■ DATA FOR THIS TASK:

BEGIN

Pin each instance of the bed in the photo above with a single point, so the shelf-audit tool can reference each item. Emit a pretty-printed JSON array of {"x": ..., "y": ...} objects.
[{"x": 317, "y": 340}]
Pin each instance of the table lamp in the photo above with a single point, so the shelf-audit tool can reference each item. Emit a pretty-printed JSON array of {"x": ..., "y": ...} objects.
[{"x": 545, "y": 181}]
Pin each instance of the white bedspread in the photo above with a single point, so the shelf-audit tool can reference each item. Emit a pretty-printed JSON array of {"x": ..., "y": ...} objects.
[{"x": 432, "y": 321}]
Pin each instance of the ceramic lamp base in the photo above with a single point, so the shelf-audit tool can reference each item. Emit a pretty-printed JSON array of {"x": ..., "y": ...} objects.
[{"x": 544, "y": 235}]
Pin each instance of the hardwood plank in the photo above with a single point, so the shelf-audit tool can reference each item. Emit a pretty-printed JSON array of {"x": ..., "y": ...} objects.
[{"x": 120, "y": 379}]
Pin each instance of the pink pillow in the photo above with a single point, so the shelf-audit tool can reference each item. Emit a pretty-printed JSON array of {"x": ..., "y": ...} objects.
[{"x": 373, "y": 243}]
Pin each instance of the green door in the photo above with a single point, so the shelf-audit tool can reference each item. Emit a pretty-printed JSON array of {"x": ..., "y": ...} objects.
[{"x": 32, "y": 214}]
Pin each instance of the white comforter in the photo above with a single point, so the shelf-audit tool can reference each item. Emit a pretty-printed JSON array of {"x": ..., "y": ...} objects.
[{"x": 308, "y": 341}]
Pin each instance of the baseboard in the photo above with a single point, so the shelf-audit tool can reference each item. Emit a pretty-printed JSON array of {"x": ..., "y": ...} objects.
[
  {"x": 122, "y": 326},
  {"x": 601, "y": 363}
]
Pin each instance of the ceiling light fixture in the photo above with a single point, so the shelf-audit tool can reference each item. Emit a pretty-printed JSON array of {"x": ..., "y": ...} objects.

END

■ TASK TO COMPLETE: Rewrite all of the rows above, replacing "shelf-audit tool" with "room-inventory tool" and leaving everything else unchanged.

■ RESPONSE:
Pin each instance of the bed in the photo above with a single point, so the room-inventory tool can reference each item. Emit a pretty-printed JSON array of {"x": ..., "y": ...} objects.
[{"x": 317, "y": 340}]
Pin each instance of the table lamp in the photo above with a single point, so the room-inventory tool can reference each item. Emit a pretty-printed JSON array of {"x": ..., "y": ...} objects.
[{"x": 545, "y": 181}]
Pin each instance of the white bedspread in the photo above with a single point, so the room-inventory tool can reference each item. Emit a pretty-printed JSON array of {"x": ..., "y": ...} objects.
[{"x": 432, "y": 321}]
Pin each instance of the ceramic lamp base in the photo above with a single point, so the room-inventory tool can reference each item. Emit a pretty-printed JSON array of {"x": ..., "y": ...} objects.
[{"x": 544, "y": 235}]
Pin each instance of the hardwood plank in the photo above with a single point, so the room-inventory tool can reference each item. Emit a pretty-printed JSON array of {"x": ..., "y": ...} objects.
[{"x": 120, "y": 379}]
Pin each instance of the pink pillow in the photo above with a single point, so the room-inventory tool can reference each item. Emit a pretty-printed JSON array of {"x": ..., "y": ...} objects.
[{"x": 373, "y": 243}]
Pin each instance of the green door in the photo above with a single point, so the room-inventory tool can reference each item. Emit a pretty-printed JSON array of {"x": ..., "y": ...} objects.
[{"x": 32, "y": 214}]
Pin each instance of the white comforter in the photo above with a single point, so the room-inventory tool can reference each item. Emit a pretty-printed JSON array of {"x": ..., "y": ...} objects.
[{"x": 308, "y": 341}]
Pin each instance of the baseboard in the photo above with a single point, so the room-inventory tool can reference each item. Emit a pretty-printed JSON array of {"x": ..., "y": ...} objects.
[
  {"x": 122, "y": 326},
  {"x": 601, "y": 363}
]
Pin each instance of the ceiling light fixture in the photo above with a single point, so the room-inventory tool can reference each item. Emit a pretty-printed JSON array of {"x": ..., "y": ...} objects.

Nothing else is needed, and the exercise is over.